Data –
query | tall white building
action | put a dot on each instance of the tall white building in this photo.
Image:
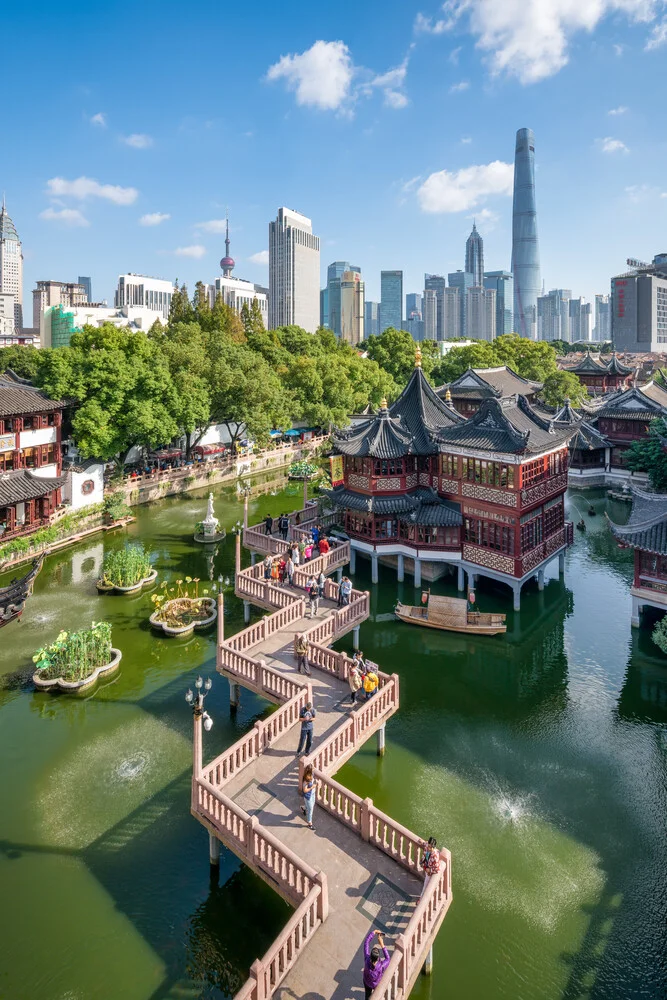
(11, 265)
(153, 294)
(481, 313)
(294, 272)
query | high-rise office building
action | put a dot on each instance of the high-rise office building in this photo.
(335, 274)
(525, 248)
(463, 281)
(351, 308)
(502, 283)
(581, 326)
(391, 299)
(481, 313)
(56, 293)
(11, 265)
(294, 272)
(475, 257)
(602, 330)
(372, 319)
(553, 315)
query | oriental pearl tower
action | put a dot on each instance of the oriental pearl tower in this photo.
(227, 263)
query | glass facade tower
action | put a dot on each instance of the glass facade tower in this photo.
(525, 248)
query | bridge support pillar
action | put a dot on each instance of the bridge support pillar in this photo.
(213, 849)
(428, 964)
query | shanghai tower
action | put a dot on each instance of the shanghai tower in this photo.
(525, 249)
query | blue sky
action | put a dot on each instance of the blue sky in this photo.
(390, 124)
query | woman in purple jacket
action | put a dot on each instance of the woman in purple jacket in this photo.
(376, 960)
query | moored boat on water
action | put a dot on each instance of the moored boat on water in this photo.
(450, 614)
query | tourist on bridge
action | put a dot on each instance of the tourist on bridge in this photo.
(376, 960)
(301, 650)
(313, 596)
(430, 862)
(354, 680)
(306, 715)
(309, 789)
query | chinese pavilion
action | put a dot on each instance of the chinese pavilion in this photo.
(599, 376)
(484, 495)
(469, 390)
(31, 477)
(646, 533)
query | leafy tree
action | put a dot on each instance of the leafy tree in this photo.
(24, 360)
(649, 455)
(122, 386)
(559, 386)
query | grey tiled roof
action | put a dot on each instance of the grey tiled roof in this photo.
(22, 484)
(507, 425)
(647, 527)
(16, 399)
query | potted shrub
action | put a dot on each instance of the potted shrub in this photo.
(185, 612)
(126, 570)
(76, 660)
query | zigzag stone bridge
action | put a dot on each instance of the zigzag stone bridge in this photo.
(359, 868)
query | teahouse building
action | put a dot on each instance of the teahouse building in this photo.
(484, 494)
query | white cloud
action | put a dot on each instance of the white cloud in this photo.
(429, 26)
(69, 216)
(658, 36)
(529, 39)
(137, 140)
(609, 145)
(321, 76)
(445, 191)
(212, 226)
(154, 218)
(86, 187)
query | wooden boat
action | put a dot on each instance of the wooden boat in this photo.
(450, 614)
(14, 596)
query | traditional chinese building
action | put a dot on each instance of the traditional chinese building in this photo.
(646, 533)
(468, 391)
(602, 376)
(31, 477)
(484, 495)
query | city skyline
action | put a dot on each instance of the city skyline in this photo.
(123, 187)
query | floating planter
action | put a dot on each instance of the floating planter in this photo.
(126, 571)
(182, 614)
(206, 531)
(76, 660)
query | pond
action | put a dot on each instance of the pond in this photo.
(539, 758)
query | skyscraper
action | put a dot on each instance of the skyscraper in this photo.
(294, 272)
(475, 257)
(11, 265)
(525, 249)
(391, 299)
(502, 284)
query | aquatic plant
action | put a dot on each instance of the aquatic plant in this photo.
(75, 655)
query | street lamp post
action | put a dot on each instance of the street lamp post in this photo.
(200, 716)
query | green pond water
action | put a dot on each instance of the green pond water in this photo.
(539, 758)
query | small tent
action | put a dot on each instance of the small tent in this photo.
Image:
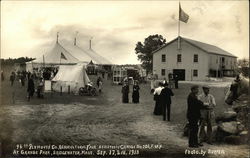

Your task – Which lines above include the word "tent"? Show each one.

Response for this exercise –
query | small tent
action | put a dot on each instance of the small tent in this photo.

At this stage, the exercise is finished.